# [Objective]
Repeat the lines exactly, everything from the line that contains "the white cabinetry" down to the end of the lines.

# [Extracted material]
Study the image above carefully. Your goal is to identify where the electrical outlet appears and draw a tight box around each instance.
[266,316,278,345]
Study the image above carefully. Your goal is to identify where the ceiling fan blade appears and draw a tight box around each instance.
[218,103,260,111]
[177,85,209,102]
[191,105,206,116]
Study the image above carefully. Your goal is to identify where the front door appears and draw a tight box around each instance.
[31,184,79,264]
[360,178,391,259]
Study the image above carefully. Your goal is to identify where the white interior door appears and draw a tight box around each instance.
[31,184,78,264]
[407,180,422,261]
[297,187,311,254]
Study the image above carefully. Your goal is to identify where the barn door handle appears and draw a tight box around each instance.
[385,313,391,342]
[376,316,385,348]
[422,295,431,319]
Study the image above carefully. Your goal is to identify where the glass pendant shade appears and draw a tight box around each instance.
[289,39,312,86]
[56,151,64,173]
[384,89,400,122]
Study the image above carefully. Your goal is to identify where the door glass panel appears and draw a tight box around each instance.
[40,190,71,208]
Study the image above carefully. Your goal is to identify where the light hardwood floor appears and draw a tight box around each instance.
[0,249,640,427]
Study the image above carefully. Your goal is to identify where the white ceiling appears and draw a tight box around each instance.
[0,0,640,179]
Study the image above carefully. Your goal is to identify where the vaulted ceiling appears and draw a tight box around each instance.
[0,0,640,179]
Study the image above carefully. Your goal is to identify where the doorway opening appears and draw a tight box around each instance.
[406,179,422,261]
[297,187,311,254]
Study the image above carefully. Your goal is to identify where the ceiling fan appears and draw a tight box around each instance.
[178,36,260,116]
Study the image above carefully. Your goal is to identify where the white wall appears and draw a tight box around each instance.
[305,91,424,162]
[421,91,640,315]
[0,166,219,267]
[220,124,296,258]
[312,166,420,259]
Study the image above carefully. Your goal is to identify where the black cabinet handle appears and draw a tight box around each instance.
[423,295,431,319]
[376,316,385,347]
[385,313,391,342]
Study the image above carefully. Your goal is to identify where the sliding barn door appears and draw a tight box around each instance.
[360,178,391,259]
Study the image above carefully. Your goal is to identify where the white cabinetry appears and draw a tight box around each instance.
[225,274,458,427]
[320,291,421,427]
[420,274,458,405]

# [Response to the task]
Study the image above carefully. Your goal is to identify where the white cabinetry appears and draw a tight box around each instance.
[225,274,458,427]
[320,291,421,427]
[420,274,458,405]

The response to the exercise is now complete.